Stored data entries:

.....

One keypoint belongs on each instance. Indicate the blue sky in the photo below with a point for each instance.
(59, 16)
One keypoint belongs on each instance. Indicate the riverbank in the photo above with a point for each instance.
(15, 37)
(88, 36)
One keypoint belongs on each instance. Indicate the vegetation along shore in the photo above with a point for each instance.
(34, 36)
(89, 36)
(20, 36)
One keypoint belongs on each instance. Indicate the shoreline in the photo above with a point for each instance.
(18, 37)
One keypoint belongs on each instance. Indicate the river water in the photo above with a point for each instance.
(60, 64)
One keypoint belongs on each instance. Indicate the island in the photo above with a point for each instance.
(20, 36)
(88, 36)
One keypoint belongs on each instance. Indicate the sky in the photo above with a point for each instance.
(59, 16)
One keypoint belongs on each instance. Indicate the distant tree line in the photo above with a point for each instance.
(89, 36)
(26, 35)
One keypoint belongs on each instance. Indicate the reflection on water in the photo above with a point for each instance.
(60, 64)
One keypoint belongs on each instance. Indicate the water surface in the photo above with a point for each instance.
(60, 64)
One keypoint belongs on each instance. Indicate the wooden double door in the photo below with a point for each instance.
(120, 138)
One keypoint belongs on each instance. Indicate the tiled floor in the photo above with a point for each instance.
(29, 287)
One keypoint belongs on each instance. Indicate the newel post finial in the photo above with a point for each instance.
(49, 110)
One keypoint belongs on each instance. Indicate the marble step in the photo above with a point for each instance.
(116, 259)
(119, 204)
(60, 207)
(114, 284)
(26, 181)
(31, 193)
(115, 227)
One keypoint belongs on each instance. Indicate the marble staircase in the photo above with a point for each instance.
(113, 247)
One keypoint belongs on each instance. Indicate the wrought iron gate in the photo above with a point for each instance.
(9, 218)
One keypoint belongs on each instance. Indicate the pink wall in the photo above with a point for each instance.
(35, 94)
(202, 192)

.....

Copy out the records above without altering anything.

§ **FINISHED EXERCISE**
One keypoint belongs on each instance. Indicate the blue sky in the photo below with a point for each instance.
(59, 16)
One keypoint belongs on each instance. Indicate the riverbank in the photo above with a point for each instance.
(15, 37)
(88, 36)
One keypoint belongs on each instance. Indicate the vegetation along shore in the photo above with a point for each instance.
(34, 36)
(89, 36)
(20, 36)
One keypoint belongs on each instance. Indicate the shoreline in the photo above with a point for each instance.
(18, 37)
One keypoint belongs on each instance. Indicate the river water in the photo above with a point for each instance.
(60, 64)
One keypoint belongs on each instance. Indicate the island in the photo above with a point for each instance.
(20, 36)
(88, 36)
One keypoint belongs on each instance. Indicate the sky in the photo above with a point for each instance.
(59, 16)
One keypoint belongs on each instance. Indicate the distant tree line in the photo above with a point for each instance.
(89, 36)
(26, 35)
One keypoint belongs on each instance. Indicate the reflection on water in the photo above with a point for each instance.
(60, 64)
One keypoint belongs on each instance. Indicate the water surface in the photo above with a point for each instance.
(60, 64)
One keypoint belongs on each instance. Indicate the wooden double door in the photo below with a point for each instance.
(120, 138)
One keypoint belongs on each instance. Indicate the tiled floor in the photo above with a point for each instance.
(29, 287)
One keypoint belongs on each instance. Indicate the newel post finial in the photo above with a point for each instance.
(49, 110)
One keypoint belongs on each instance. Indicate the marble step in the photo above with a point for each instance.
(116, 259)
(119, 204)
(60, 207)
(114, 284)
(26, 181)
(31, 193)
(115, 227)
One keypoint belongs on each instance. Indicate the marble staircase in the photo above with a point for each instance.
(113, 247)
One keypoint belongs on each instance. Indicate the wrought iron gate in the photo above with a point for each instance.
(9, 218)
One keypoint belongs on each instance. Indicate the pink wall in the photo above with a point for each instance.
(35, 94)
(202, 192)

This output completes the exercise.